*** SUPPLIED MATERIAL ***

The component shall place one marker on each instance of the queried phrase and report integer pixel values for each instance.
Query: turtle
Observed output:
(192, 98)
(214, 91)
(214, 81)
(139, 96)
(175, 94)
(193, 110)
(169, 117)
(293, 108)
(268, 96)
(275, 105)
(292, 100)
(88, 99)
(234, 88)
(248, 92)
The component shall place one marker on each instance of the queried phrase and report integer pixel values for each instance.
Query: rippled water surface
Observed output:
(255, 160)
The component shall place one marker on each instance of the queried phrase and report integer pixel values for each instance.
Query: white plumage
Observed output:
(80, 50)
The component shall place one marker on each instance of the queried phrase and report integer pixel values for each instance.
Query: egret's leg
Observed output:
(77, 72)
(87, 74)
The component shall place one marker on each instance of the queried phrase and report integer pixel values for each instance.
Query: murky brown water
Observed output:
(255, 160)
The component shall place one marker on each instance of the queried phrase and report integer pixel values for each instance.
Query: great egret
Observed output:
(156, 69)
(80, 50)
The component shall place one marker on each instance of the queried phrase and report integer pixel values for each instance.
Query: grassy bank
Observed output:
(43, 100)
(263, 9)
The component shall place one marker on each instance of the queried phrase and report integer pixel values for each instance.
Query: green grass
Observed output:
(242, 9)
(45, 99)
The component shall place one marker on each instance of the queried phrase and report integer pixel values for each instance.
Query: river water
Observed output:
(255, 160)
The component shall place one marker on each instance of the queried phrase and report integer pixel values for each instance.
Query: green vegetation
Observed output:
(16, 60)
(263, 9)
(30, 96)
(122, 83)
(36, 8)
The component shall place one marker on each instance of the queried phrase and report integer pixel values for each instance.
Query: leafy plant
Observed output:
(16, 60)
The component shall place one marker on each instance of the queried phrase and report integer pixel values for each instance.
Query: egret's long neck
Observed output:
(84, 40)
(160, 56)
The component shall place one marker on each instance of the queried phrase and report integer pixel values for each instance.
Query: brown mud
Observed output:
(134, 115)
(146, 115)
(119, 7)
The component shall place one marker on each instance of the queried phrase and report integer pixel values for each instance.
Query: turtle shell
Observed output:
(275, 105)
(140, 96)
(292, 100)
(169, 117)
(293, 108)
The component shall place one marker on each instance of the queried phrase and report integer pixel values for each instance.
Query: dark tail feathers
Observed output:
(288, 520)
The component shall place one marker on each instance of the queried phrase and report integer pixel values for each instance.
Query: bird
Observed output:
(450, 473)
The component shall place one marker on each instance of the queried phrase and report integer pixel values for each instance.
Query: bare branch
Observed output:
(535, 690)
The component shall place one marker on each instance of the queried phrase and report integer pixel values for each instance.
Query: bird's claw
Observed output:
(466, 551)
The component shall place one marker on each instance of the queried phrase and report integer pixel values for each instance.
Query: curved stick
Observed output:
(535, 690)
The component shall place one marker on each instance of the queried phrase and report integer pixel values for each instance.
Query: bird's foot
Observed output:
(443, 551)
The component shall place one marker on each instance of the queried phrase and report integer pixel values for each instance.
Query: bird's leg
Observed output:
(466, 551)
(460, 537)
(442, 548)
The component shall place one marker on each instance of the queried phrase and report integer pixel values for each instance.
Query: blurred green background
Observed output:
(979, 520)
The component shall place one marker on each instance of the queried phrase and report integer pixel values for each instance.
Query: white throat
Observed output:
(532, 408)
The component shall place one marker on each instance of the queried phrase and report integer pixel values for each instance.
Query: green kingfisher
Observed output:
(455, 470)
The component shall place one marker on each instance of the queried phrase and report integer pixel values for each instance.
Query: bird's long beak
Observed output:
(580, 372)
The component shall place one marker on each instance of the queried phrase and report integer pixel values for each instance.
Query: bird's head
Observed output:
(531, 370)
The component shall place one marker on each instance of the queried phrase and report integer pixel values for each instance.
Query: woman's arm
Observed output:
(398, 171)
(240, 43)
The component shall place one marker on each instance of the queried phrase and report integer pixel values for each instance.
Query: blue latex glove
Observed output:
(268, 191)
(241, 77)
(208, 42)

***

> [TASK BRIEF]: Give the entries again in full, exactly as they are written.

> [TASK RESPONSE]:
The component shall place one marker on each instance of the queried phrase and report integer pixel values for each instance.
Query: turtle
Observed output:
(192, 98)
(214, 91)
(214, 81)
(139, 96)
(175, 94)
(193, 110)
(169, 117)
(293, 108)
(268, 96)
(275, 105)
(292, 100)
(88, 99)
(234, 88)
(248, 92)
The component shall place one marker on each instance of the queried phrase and report integer pixel values for each instance.
Query: rippled water surface
Observed output:
(255, 160)
The component shall place one marker on each instance of the queried phrase and report integer pixel values for each instance.
Query: white plumage
Observed output:
(80, 50)
The component shall place one marker on each instance of the queried phrase and report integer pixel values for each instance.
Query: egret's leg
Observed output:
(77, 72)
(87, 74)
The component shall place one marker on each instance of the queried phrase and report integer pixel values for each instance.
Query: murky brown water
Observed output:
(255, 160)
The component shall place one marker on each instance of the queried phrase and report integer pixel values for each instance.
Query: great egret
Observed output:
(156, 69)
(80, 50)
The component shall place one marker on each instance of the queried phrase and report integer pixel values for each instance.
Query: grassy bank
Observed output:
(43, 100)
(263, 9)
The component shall place one marker on each instance of the queried phrase and report integer pixel values for each instance.
Query: green grass
Observed output:
(242, 9)
(45, 99)
The component shall place one marker on each instance of the queried phrase and report integer pixel values for each instance.
Query: river water
Observed output:
(255, 160)
The component shall place one marker on each instance of the queried phrase and report integer pixel values for each instance.
Query: green vegetation
Observed output:
(16, 60)
(263, 9)
(30, 96)
(122, 83)
(36, 8)
The component shall place one marker on each instance of the queried phrase and report integer pixel values for each instance.
Query: leafy plant
Observed output:
(16, 60)
The component shall place one marker on each instance of the queried phrase and report integer pixel values for each instance.
Query: egret's long neck
Observed output:
(84, 40)
(160, 56)
The component shall place one marker on each instance of the queried phrase and report integer pixel values for each instance.
Query: brown mud
Observed output:
(134, 115)
(146, 115)
(119, 7)
The component shall place one marker on each instance of the queried phrase and report integer pixel values for each instance.
Query: turtle shell
Observed output:
(275, 105)
(140, 96)
(292, 100)
(169, 117)
(293, 108)
The component shall place one marker on each instance of the queried phrase and report integer pixel values for each instance.
Query: dark tail feathers
Observed output:
(288, 520)
The component shall place one marker on each instance of the queried phrase and report integer pixel values for each instance.
Query: bird
Observed output:
(450, 473)
The component shall place one marker on each instance of the queried phrase and report integer pixel values for each instance.
Query: bare branch
Observed output:
(535, 690)
The component shall place one marker on each instance of the queried phrase and report integer pixel values for each instance.
Query: bird's claw
Observed output:
(466, 551)
The component shall place one marker on each instance of the queried phrase and report integer pixel values for each instance.
Query: curved stick
Observed output:
(535, 690)
The component shall place one marker on each instance of the queried phrase and report integer pixel values for each instance.
Query: bird's foot
Observed output:
(443, 551)
The component shall place one marker on each instance of the queried phrase and report integer pixel values for each instance.
Query: bird's leg
Observed output:
(466, 551)
(460, 537)
(442, 548)
The component shall place one marker on each instance of the queried phrase and report integer pixel values for each instance.
Query: blurred green background
Observed output:
(979, 520)
The component shall place one marker on each instance of the queried phrase and report integer pixel values for each instance.
Query: white throat
Observed output:
(532, 408)
The component shall place one marker on each instance of the queried phrase and report integer pixel values for each instance.
Query: green kingfisher
Observed output:
(455, 470)
The component shall place one marker on each instance of the queried phrase and report integer pixel values for each instance.
Query: bird's long beak
Observed output:
(580, 372)
The component shall place one marker on each instance of the queried phrase and report integer pixel values for each instance.
Query: bird's head
Observed output:
(531, 370)
The component shall place one marker on each instance of the queried phrase and report integer pixel values for each instance.
Query: woman's arm
Observed output:
(398, 171)
(240, 43)
The component shall place one marker on each instance of the queried phrase and report integer pixel values for each instance.
Query: blue latex glove
Observed output:
(268, 191)
(241, 77)
(208, 42)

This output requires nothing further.